REQUEST: Report every line in the records below that contains the word "figure".

EXTRACTED INFORMATION:
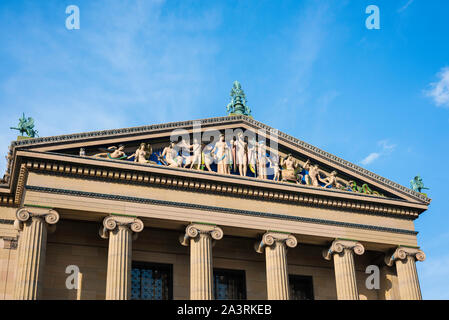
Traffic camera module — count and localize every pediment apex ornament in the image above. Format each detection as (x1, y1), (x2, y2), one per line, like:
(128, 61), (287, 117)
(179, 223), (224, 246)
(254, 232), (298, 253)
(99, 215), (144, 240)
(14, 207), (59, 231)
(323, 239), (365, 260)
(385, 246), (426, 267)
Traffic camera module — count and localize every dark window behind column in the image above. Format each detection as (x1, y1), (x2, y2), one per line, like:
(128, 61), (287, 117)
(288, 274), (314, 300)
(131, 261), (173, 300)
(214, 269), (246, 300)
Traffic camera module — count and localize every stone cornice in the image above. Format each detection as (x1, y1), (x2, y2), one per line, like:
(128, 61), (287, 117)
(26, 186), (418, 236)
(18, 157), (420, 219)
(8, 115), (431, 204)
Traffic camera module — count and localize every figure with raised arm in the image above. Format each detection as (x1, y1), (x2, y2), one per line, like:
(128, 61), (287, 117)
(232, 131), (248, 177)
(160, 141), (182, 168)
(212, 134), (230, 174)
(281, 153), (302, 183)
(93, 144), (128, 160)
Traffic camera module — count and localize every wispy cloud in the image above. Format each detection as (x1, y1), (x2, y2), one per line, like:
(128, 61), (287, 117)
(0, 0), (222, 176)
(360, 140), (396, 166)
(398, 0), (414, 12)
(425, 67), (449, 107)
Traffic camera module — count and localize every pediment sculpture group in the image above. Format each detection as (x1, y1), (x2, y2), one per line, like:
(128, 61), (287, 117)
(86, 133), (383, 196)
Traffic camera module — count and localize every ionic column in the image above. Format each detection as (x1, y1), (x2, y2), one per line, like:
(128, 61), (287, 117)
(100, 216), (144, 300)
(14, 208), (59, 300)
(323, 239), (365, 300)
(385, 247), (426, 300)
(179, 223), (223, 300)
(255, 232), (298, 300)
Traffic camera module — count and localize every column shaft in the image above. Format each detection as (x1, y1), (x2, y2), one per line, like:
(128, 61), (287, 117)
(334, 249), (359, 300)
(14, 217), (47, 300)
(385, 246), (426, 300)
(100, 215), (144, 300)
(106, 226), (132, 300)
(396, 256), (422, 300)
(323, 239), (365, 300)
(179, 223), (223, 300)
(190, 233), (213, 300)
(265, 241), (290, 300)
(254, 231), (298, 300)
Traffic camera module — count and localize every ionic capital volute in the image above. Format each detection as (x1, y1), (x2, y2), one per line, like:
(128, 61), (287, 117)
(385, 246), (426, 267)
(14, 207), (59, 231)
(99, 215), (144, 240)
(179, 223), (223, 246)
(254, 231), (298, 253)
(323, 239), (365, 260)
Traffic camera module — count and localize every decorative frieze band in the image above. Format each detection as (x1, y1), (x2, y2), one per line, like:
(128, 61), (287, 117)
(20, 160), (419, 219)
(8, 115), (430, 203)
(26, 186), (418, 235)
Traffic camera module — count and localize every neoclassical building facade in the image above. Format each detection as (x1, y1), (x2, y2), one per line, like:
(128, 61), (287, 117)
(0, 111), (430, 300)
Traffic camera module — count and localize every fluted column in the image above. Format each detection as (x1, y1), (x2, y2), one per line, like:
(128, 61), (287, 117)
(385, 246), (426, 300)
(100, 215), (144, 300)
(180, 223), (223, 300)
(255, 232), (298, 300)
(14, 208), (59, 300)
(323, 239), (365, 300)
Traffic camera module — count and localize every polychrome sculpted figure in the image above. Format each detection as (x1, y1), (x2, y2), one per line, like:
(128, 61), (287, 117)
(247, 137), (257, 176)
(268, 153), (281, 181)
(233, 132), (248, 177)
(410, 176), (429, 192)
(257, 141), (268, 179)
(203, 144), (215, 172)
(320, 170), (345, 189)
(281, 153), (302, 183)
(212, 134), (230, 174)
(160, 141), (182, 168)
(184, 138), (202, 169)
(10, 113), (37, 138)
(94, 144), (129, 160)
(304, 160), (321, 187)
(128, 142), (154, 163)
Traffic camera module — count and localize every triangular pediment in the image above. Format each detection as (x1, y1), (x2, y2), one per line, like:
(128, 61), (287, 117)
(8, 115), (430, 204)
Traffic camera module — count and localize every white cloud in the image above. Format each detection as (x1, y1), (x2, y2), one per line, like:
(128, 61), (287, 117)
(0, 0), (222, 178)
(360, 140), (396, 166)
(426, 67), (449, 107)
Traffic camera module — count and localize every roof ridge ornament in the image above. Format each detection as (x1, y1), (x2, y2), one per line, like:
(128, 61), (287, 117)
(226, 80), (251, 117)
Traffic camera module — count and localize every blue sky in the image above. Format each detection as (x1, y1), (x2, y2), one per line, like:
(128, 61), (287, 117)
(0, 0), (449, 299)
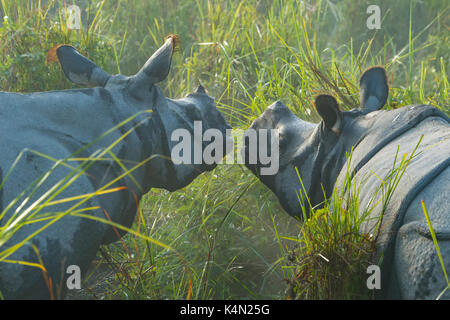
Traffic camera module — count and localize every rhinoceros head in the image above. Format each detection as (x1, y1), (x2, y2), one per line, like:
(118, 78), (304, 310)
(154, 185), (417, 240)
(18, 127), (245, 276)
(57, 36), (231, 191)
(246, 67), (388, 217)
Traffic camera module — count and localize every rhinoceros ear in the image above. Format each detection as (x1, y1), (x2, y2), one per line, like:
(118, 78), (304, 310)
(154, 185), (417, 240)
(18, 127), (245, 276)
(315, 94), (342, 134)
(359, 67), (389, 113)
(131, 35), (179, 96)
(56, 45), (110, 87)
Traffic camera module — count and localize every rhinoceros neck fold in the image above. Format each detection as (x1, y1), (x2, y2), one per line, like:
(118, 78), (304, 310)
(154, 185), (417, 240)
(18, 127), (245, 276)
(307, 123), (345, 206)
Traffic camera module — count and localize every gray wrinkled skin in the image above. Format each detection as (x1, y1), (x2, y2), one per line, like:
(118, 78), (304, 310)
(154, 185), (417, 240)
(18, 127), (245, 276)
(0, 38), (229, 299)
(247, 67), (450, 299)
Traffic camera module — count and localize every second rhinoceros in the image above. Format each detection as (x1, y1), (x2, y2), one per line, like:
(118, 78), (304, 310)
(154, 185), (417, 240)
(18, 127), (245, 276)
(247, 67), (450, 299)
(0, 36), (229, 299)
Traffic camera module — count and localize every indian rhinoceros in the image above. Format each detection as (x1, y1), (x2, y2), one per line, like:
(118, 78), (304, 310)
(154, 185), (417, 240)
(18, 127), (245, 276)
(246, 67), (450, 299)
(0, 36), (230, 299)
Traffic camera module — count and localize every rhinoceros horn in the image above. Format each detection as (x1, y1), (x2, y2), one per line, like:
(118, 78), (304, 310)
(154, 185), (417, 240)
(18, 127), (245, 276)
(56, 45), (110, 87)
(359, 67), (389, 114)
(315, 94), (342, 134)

RESULT OF THIS EXERCISE:
Traffic camera module — count and localize every figure with raised arm in the image above. Format each detection as (x1, y1), (x2, y2), one per line, like:
Traffic camera module — count and localize every polychrome sculpted figure in the image above. Format each detection as (x1, y1), (x2, y2), one per line, like:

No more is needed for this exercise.